### Exercise tasks
(1) According to the Kaleidoscope article, where is Kaleidoscope held as a weekly club night?
(2) Please write out, word for word, the part of the Kaleidoscope article that opens with the words containing "by LORRAINE CARPENTER" and closes with "to psychedelic sounds.".

Miniskirt mob

>> Toronto’s Kaleidoscope night gives Montreal the once-over


by LORRAINE CARPENTER

For one night only, Montreal and Toronto’s most prominent ’60s beat revivalists join forces for a freaked-out Technicolor extravaganza called Kaleidoscope, a weekly club night at Toronto’s Rancho Relaxo magically transported to our own Sala Rossa. Yéyé stompers les Séquelles and DJ Mimi la Twisteuse represent our local French phantasmagoria, while expatriate DJ Flipped Out—once of CKUT’s Subterranean Jungle—flips off the 401 with a few go-go dancers and liquid lights in tow, as well as Kaleidoscope DJ and hostess Christian Hamilton.
Hamilton’s soft spot for the ’60s sprouted from the record collections of her three older brothers and stuck in the same groove most of her life. Even a rebellious pre-teen foray into ’80s pop eventually led back to psychedelic sounds.


“Once you listen to experimental, German, psych-art-rock from the late ’60s, like Can, you can’t go back to the Thompson Twins. It’s sort of game over,” says Hamilton, who learned of Can from a T-Twins interview (much to her embarrassment).

### Dataset entries

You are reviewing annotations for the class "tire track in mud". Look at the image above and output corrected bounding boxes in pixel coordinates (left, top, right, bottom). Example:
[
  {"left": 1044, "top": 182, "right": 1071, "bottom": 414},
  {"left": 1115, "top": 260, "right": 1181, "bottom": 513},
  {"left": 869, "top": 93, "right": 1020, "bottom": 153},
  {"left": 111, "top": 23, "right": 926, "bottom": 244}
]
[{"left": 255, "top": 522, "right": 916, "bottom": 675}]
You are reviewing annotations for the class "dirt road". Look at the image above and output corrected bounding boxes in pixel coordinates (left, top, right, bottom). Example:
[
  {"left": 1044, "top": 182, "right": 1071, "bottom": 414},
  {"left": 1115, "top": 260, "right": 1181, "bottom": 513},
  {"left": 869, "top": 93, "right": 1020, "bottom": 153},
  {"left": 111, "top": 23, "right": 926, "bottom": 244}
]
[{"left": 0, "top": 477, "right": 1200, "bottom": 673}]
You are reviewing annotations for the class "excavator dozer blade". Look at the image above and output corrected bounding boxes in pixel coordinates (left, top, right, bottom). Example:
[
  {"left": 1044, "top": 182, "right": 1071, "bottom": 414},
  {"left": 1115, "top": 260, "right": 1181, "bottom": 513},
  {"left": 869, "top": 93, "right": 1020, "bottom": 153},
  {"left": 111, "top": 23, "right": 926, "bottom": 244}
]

### Answers below
(1) At Toronto's Rancho Relaxo.

(2)
by LORRAINE CARPENTER

For one night only, Montreal and Toronto’s most prominent ’60s beat revivalists join forces for a freaked-out Technicolor extravaganza called Kaleidoscope, a weekly club night at Toronto’s Rancho Relaxo magically transported to our own Sala Rossa. Yéyé stompers les Séquelles and DJ Mimi la Twisteuse represent our local French phantasmagoria, while expatriate DJ Flipped Out—once of CKUT’s Subterranean Jungle—flips off the 401 with a few go-go dancers and liquid lights in tow, as well as Kaleidoscope DJ and hostess Christian Hamilton.
Hamilton’s soft spot for the ’60s sprouted from the record collections of her three older brothers and stuck in the same groove most of her life. Even a rebellious pre-teen foray into ’80s pop eventually led back to psychedelic sounds.